* Actions to take
**1.** In the post on real time search systems, what does the author say real time search is?
**2.** Pick up the post on real time search systems after its final sentence and continue writing it.

Real Time Search Systems, Part 1
June 21, 2010
Editor’s note: For those in the New Orleans real time search lecture and the Madrid semantic search talk, I promised to make available some of the information I discussed. Attendees are often hungry to have a take away, and I want to offer a refrigerator magnet, not the cruise ship gift shop. This post will provide a summary of the real time information services I mentioned. The group focuses on content processed from such services as Facebook, Twitter, blogs, and other geysers of digital confetti. A subsequent blog post will present the basics of my draft taxonomy of real time search. I know that most readers will kick the candy bar wrapper into the gutter. If you are one of the folks who picks up the taxonomy, a credit line would make the addled goose feel less like a down pillow and more like a Marie Antoinette pond ornament.
What’s Real Time Search?
Ah, gentle reader, real time search is marketing baloney. Life has latency. You call me on the phone and days, maybe weeks go by, and I don’t return the call. In the digital world, you get an SMS and you think it was rocketed to you by the ever vigilant telecommunications companies. Not exactly. In most cases, unless you conduct a laboratory test between mobiles on different systems, capturing the transmit time, the receiving time, and other data points such as time of day, geolocation, etc., you don’t have a clue what the latency between sending and receiving. Isn’t it easier to assume that the message was sent instantly. When you delve into other types of information, you may discover that what you thought was real time is something quite different. The “check is in the mail” applies to digital information, index updating, query processing, system response time, and double talk from organizations too cheap or too disorganized to do much of anything quickly. Thus, real time is a slippery fish.

(Data for grounding referring expressions)
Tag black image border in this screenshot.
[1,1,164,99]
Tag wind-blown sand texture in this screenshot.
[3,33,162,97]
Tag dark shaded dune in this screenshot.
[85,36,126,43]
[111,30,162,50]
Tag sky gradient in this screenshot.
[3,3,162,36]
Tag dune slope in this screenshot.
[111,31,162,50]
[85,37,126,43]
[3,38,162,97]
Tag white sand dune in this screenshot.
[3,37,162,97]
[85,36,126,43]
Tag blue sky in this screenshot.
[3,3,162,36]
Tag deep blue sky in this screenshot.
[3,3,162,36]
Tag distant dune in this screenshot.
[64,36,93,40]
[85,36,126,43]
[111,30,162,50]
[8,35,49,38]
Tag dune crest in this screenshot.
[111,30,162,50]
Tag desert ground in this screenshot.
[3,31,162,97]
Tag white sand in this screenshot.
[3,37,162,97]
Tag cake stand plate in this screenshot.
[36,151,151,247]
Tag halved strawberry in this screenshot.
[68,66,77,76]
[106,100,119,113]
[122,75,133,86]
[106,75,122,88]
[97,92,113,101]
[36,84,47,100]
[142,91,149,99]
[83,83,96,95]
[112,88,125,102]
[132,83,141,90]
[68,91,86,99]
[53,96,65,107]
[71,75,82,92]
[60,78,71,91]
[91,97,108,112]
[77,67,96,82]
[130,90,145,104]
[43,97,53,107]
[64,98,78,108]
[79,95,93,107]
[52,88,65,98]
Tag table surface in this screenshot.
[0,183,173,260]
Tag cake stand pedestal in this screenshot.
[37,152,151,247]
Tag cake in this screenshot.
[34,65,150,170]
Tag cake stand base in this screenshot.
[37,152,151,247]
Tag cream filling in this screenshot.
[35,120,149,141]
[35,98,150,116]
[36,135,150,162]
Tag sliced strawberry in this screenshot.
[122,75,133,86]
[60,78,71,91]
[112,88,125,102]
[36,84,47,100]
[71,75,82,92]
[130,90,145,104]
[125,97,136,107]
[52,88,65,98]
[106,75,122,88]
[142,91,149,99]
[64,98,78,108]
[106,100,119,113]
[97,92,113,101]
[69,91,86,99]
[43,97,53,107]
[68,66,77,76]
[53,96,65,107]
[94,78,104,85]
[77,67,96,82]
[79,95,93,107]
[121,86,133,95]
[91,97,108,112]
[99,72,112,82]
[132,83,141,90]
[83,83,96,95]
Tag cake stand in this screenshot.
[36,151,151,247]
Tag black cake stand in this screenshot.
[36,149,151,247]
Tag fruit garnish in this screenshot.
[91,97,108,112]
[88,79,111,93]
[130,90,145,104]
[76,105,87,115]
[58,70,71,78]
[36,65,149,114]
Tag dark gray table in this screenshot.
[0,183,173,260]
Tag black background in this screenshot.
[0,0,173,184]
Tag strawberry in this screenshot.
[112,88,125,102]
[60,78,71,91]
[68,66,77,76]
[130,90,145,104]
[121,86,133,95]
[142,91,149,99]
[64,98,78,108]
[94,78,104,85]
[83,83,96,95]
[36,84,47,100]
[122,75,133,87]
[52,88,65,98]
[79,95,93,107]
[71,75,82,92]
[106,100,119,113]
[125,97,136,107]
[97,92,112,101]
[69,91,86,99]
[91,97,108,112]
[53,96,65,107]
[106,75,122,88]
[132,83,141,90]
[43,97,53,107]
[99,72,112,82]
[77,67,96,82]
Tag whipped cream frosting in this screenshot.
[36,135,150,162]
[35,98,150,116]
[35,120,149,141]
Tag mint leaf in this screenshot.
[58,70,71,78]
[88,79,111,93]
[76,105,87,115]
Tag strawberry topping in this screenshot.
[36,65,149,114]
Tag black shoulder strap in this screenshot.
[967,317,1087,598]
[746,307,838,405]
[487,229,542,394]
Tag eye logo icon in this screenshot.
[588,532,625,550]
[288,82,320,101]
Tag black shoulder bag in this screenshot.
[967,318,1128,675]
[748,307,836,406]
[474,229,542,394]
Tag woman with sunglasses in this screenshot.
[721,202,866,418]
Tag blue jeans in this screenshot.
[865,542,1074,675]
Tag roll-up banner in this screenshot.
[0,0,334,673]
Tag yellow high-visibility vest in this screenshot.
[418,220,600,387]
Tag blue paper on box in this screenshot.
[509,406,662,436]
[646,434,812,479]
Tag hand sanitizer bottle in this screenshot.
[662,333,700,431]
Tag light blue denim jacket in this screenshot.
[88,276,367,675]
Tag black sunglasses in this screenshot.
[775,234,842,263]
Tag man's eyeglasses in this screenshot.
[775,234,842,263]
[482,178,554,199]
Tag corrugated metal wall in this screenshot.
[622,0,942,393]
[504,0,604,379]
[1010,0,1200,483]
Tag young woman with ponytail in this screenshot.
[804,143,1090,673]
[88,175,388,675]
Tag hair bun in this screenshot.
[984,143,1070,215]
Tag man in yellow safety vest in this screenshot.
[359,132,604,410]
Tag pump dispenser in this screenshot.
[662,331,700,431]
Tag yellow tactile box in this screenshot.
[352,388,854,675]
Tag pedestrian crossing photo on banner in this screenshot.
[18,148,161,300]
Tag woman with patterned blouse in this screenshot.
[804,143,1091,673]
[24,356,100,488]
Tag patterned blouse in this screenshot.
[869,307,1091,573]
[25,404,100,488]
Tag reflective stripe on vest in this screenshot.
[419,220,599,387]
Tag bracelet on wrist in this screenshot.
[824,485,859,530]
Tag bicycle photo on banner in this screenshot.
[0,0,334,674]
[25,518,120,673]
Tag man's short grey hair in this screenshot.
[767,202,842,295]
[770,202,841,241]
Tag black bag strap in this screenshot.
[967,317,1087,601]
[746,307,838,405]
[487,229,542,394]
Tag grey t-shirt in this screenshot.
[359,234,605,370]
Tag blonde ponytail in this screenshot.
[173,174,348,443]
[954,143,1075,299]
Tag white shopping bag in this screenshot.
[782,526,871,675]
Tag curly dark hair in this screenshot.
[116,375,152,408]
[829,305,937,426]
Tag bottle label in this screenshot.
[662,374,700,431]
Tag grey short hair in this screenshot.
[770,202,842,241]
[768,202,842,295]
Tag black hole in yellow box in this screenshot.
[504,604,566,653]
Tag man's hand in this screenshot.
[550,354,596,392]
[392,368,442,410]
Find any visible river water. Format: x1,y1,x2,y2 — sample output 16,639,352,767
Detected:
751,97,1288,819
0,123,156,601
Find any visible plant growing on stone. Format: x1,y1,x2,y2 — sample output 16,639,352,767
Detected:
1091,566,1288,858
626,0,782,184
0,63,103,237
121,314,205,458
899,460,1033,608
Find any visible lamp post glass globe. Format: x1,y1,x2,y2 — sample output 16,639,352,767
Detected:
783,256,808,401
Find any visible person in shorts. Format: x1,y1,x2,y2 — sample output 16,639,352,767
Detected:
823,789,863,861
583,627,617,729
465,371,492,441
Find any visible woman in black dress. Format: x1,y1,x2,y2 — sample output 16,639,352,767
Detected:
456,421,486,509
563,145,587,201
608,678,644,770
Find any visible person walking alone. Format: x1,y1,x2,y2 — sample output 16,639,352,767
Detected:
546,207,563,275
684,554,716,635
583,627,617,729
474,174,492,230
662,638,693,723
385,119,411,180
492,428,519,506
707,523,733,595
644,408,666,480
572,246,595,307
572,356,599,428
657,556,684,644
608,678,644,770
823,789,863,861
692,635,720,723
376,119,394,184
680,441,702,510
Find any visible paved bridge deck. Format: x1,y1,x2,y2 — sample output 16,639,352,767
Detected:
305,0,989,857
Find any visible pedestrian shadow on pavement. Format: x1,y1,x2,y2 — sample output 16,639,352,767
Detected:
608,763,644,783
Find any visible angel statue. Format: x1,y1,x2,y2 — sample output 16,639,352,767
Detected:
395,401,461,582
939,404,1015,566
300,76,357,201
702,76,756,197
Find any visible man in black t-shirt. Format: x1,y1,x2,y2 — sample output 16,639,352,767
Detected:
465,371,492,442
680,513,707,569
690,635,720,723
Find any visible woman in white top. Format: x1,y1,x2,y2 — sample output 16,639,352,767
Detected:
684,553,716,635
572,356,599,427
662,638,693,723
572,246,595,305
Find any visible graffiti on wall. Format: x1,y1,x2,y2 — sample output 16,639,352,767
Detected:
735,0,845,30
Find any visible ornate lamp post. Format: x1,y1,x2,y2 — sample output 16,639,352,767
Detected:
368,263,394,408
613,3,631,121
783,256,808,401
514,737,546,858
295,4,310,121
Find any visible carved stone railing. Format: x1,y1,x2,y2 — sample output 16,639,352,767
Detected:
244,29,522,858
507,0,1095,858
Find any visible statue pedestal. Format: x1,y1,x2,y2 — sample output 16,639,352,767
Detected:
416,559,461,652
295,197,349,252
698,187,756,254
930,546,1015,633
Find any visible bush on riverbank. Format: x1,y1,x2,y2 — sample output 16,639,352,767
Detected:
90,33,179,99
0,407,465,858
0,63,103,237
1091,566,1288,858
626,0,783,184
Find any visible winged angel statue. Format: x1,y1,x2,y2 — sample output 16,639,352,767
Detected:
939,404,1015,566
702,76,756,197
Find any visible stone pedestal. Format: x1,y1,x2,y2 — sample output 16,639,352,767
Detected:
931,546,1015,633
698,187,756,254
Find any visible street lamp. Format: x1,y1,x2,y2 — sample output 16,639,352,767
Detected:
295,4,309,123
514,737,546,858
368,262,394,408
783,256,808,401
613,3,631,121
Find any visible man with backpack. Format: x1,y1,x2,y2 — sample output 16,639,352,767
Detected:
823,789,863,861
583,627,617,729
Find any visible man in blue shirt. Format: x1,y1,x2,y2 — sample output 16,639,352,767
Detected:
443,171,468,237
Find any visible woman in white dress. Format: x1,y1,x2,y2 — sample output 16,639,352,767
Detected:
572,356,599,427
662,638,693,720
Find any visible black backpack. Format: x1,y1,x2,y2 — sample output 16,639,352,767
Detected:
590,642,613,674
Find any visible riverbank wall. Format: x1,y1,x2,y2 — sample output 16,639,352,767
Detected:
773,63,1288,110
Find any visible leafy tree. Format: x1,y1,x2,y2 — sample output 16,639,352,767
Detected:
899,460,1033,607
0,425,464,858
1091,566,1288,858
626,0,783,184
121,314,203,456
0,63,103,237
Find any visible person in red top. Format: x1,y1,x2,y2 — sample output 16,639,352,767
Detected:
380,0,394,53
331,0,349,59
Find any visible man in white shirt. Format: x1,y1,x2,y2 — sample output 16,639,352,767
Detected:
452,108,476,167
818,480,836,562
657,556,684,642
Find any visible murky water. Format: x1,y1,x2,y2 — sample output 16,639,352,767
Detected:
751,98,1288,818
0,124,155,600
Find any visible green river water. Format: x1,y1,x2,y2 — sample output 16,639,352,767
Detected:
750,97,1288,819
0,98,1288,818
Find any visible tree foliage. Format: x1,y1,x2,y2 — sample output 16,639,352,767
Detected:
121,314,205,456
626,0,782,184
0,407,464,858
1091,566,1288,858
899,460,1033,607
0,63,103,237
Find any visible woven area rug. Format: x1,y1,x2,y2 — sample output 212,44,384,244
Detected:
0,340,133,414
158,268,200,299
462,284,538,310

* Results by task
**1.** Marketing baloney.

**2.**
Real Time Search Systems
Why do I use the phrase “real time”? I don’t have a better phrase at hand. Vendors yap about real time and a very, very few explain exactly what their use of the phrase means. One outfit that deserves a pat on the head is Exalead. The company explains that in an organization, most information is available to an authorized user no less than 15 minutes after the Exalead system becomes aware of the data. That’s fast, and it beats the gym shorts of many other vendors. I would love to pinpoint the turtles, but my legal eagle cautions me that this type of sportiness will get me a yellow card. Figure it out for yourself is the sad consequence.
Here’s the list of the systems I identified in my lectures. I don’t work for any of these outfits, and I use different services depending on my specific information needs. You are, therefore, invited to run sample queries on these services or turn to one of the “real” journalists for their take. If you have spare cash and found yourself in the lower quartile of your math class, you may find that an azure chip consultant is just what you need to make it in the crazy world of online information.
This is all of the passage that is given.